Could you rewrite all of the records below so that every "Trace" becomes "Outline", leaving everything else unchanged?

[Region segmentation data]
──────

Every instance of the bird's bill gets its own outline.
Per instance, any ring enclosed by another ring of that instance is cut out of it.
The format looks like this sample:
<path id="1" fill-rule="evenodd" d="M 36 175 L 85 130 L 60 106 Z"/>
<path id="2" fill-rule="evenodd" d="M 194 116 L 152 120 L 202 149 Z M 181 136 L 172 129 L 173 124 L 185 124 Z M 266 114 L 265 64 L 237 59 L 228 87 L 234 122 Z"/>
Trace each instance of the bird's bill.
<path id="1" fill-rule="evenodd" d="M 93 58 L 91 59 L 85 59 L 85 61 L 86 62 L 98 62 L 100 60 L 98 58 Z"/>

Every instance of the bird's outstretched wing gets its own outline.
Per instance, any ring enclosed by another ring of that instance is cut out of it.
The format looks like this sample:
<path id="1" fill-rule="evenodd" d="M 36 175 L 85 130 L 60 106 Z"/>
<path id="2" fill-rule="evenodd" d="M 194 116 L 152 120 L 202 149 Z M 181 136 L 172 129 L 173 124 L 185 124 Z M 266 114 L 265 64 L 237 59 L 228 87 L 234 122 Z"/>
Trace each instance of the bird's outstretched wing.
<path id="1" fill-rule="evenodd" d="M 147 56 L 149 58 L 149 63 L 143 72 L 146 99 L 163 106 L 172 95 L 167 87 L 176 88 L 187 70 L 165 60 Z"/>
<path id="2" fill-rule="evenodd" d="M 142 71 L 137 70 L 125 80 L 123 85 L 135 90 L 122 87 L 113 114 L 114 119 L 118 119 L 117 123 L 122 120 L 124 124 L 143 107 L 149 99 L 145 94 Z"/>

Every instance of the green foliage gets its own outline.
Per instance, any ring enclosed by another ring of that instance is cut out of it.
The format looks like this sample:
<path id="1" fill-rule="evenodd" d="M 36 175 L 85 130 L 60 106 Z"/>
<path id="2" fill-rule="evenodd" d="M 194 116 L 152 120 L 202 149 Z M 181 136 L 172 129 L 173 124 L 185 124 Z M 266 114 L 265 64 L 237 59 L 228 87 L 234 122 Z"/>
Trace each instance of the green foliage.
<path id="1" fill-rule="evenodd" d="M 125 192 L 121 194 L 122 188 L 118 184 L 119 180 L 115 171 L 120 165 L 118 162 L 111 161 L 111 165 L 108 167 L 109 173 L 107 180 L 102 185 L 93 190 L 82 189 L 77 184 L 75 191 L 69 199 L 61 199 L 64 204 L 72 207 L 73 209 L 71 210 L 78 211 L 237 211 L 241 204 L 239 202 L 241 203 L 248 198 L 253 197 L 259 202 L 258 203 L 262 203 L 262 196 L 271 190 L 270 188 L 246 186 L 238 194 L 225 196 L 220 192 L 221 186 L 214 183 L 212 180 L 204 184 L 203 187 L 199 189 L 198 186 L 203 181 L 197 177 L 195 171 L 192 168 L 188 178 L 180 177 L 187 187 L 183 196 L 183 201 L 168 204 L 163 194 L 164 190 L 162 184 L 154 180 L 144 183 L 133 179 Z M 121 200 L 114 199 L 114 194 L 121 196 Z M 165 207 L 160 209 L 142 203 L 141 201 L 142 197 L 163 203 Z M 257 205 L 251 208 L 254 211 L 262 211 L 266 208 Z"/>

──────

▸ **EXERCISE RESPONSE**:
Every instance of the bird's bill gets its own outline.
Per instance, any ring enclosed by another ring of that instance is cut out of it.
The format looks like this sample:
<path id="1" fill-rule="evenodd" d="M 36 175 L 85 130 L 60 106 Z"/>
<path id="2" fill-rule="evenodd" d="M 194 116 L 152 120 L 202 149 Z M 181 136 L 172 129 L 173 124 L 185 124 Z M 266 114 L 265 64 L 237 59 L 228 87 L 234 122 Z"/>
Outline each instance of the bird's bill.
<path id="1" fill-rule="evenodd" d="M 93 58 L 91 59 L 85 59 L 85 61 L 86 62 L 98 62 L 100 60 L 98 58 Z"/>

Every instance of the bird's outstretched wing gets its own outline.
Per instance, any ring enclosed by another ring of that instance is cut out of it.
The format looks like this sample:
<path id="1" fill-rule="evenodd" d="M 36 175 L 85 130 L 60 106 Z"/>
<path id="2" fill-rule="evenodd" d="M 194 116 L 152 120 L 202 149 Z M 181 136 L 172 129 L 173 124 L 185 124 Z M 266 114 L 265 64 L 237 59 L 228 87 L 234 122 Z"/>
Outline each instance of the bird's outstretched wing.
<path id="1" fill-rule="evenodd" d="M 147 56 L 149 58 L 149 63 L 143 72 L 146 99 L 163 106 L 172 95 L 167 87 L 176 88 L 187 70 L 165 60 Z"/>
<path id="2" fill-rule="evenodd" d="M 142 71 L 137 70 L 125 80 L 123 85 L 135 90 L 122 87 L 113 114 L 114 119 L 118 119 L 117 123 L 122 120 L 124 124 L 143 107 L 149 99 L 145 94 Z"/>

Every instance of the green foliage gets its own outline.
Per instance, any ring enclosed by another ring of that instance is cut out of it.
The format looks like this sample:
<path id="1" fill-rule="evenodd" d="M 36 175 L 85 130 L 60 106 Z"/>
<path id="2" fill-rule="evenodd" d="M 194 116 L 152 120 L 202 149 Z M 181 136 L 172 129 L 173 124 L 185 124 Z M 266 114 L 265 64 L 237 59 L 228 87 L 234 122 Z"/>
Outline each instance of the green foliage.
<path id="1" fill-rule="evenodd" d="M 125 192 L 121 194 L 122 188 L 118 184 L 119 180 L 115 171 L 120 165 L 118 162 L 111 161 L 111 165 L 108 167 L 109 173 L 107 180 L 102 185 L 93 190 L 82 189 L 77 184 L 75 191 L 69 199 L 61 199 L 64 204 L 72 207 L 73 209 L 71 210 L 78 211 L 237 211 L 241 204 L 239 202 L 241 203 L 248 198 L 253 197 L 259 202 L 258 203 L 262 203 L 262 196 L 271 190 L 270 188 L 246 186 L 238 194 L 225 196 L 220 192 L 221 186 L 214 183 L 212 180 L 204 184 L 203 187 L 199 189 L 198 186 L 203 181 L 197 177 L 195 171 L 192 168 L 188 178 L 180 177 L 187 187 L 183 196 L 183 201 L 168 204 L 163 194 L 164 190 L 162 184 L 154 180 L 144 183 L 133 179 Z M 121 200 L 114 199 L 114 194 L 121 196 Z M 165 207 L 160 209 L 142 203 L 141 201 L 142 197 L 163 203 Z M 257 205 L 251 208 L 254 211 L 262 211 L 266 208 Z"/>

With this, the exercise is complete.